ФРАГМЕНТ ТЕКСТА.
* * * * * * *

Я придерживаюсь того же в нашем нынешнем разговоре: иноэтнические расы и пространства нужно видеть и показывать такими, каковы они в реальности, а не в воображении. Такой подход, уберегая от чреватых тяжелыми последствиями заблуждений, предполагает, что никогда не надо пытаться, исходя лишь из локального опыта, рассматривать и определять колониальный вопрос, существенный для будущего нашего народа и его позиции в чужеземных пространствах. Более того, размышляя о колониальных проблемах в целом, мы должны иметь в виду картину пространства и народных общностей всей планеты и ясно представлять себе, как в этой всеобщей картине, при таком всеобщем давлении клочок земли, имеющий значение для народа или расы, выдерживает испытание. Это имеет силу не только для возможности колониального решения, но и для того строительства в жизненном пространстве нашего отечества, которое предстоит в ближайшее время и в том роде, как образцовым образом изложил гаулейтер Вагнер, а именно каждая гау, каждый самый мелкий политический ландшафт должен строиться с учетом сильного внешнего давления, уметь его выдержать, как если бы они были одной из ячеек, которые должны устоять против враждебного давления на самой последней границе народного организма. Это дает нам указание ценнейшего свойства для возможности колониальной деятельности, но, к сожалению, и ограничивает до весьма скромных размеров пространства, в которых вообще мы можем после этой исполинской борьбы полностью сохраниться. Задумываемся ли мы о том, что уже теперь так [с.381] называемый Новый Свет как целое создал вокруг себя зону безопасности глубиной в 500 км! Это притязание на территориальные воды, окружающие огромное мировое пространство, которое там хорошо парализует британский морской разбой. Отсюда и резкий протест Лондона. Поэтому для будущего и возможности колониальной деятельности нам остается пространство, жестко с точки зрения здравого разума ограниченное Старым Светом. Еще больше нас ограничивают здесь невиданные изменения последних лет.
То, в каком необычном образе, в колониально-политическом свете, предстала в жизни важная идея о совместно управляемой Еврафрике (как это я сам пережил начиная с 29 сентября 1938 г. до ноябрьских дней того же года, кульминацией чего была конференция по Африке в Риме, где я участвовал), остается в данном направлении важным исходным пунктом. На этой конференции, проходившей с 3 по 12 октября (куда были приглашены европейские “авторитеты”, наделенные весьма важными на их усмотрение культурно-политическими полномочиями), всплыла возможность воссоздать в пределах наших бывших африканских колониальных владений связную, почти сопоставимую по размерам западноафриканскую колониальную империю.

* * * * * * *

Данные разметки точками:
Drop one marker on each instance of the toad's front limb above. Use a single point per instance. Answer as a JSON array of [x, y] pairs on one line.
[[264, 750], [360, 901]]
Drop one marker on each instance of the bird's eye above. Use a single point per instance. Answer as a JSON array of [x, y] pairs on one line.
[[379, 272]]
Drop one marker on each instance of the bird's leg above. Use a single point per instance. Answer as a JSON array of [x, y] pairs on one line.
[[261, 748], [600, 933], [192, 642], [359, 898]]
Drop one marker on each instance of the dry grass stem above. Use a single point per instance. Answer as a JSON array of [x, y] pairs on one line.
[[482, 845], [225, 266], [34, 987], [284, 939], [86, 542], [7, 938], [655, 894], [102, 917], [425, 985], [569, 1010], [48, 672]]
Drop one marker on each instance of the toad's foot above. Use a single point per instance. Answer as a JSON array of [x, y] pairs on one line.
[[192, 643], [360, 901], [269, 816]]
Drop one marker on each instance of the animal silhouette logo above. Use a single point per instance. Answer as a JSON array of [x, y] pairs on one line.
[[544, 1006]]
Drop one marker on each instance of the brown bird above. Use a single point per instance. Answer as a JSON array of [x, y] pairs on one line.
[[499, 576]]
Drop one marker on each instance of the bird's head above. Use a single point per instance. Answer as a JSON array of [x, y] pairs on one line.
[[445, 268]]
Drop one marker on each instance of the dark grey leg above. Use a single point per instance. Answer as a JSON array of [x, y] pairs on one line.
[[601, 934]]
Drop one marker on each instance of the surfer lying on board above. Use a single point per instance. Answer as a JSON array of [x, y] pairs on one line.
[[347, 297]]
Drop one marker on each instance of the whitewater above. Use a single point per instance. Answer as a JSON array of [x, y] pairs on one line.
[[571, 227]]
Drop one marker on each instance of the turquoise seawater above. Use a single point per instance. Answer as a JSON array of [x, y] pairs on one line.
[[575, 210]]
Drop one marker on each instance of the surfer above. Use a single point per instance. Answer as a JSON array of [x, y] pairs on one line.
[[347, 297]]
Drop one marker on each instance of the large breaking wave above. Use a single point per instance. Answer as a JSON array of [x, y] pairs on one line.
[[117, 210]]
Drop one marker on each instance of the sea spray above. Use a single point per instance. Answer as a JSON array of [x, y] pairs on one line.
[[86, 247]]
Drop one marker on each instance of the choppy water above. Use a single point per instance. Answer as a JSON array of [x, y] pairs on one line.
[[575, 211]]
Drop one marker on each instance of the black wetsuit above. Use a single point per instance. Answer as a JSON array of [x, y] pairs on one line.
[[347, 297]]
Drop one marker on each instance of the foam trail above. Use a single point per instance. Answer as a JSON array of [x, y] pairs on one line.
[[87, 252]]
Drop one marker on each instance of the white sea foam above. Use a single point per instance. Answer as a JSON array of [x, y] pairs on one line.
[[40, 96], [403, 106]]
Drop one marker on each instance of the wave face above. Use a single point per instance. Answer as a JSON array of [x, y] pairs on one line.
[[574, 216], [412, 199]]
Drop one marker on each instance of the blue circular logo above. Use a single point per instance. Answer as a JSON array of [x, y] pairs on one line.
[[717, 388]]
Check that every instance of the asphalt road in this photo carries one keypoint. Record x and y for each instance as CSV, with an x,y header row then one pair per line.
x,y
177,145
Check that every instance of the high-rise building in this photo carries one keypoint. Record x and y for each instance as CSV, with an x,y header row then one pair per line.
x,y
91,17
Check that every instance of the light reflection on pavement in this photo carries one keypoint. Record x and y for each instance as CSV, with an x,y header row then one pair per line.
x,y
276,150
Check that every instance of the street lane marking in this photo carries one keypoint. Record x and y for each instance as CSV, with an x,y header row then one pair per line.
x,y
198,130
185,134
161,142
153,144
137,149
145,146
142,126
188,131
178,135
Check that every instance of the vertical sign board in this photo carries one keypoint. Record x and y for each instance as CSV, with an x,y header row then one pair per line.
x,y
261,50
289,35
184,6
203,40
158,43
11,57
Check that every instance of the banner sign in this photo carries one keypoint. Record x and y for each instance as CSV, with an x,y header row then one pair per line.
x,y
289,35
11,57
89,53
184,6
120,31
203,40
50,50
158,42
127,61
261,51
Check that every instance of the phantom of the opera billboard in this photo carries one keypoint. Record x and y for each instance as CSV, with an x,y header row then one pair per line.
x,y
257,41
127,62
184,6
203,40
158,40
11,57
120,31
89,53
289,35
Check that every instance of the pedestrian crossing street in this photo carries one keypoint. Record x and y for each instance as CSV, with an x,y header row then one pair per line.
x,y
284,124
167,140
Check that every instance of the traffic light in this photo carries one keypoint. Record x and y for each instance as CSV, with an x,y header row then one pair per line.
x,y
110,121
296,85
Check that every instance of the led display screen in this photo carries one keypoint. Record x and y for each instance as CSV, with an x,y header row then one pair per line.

* * * * * * *

УСЛОВИЯ ЗАДАНИЯ.
**1)** Перепечатайте из фрагмента о колониальном вопросе часть, которая открывается словами «То, в каком» и завершается словами «западноафриканскую колониальную империю.».
**2)** Какой глубины зону безопасности создал вокруг себя Новый Свет, согласно фрагменту о колониальном вопросе?

СПИСОК ОТВЕТОВ.
**1)**
То, в каком необычном образе, в колониально-политическом свете, предстала в жизни важная идея о совместно управляемой Еврафрике (как это я сам пережил начиная с 29 сентября 1938 г. до ноябрьских дней того же года, кульминацией чего была конференция по Африке в Риме, где я участвовал), остается в данном направлении важным исходным пунктом. На этой конференции, проходившей с 3 по 12 октября (куда были приглашены европейские “авторитеты”, наделенные весьма важными на их усмотрение культурно-политическими полномочиями), всплыла возможность воссоздать в пределах наших бывших африканских колониальных владений связную, почти сопоставимую по размерам западноафриканскую колониальную империю.

**2)** Глубиной в 500 км.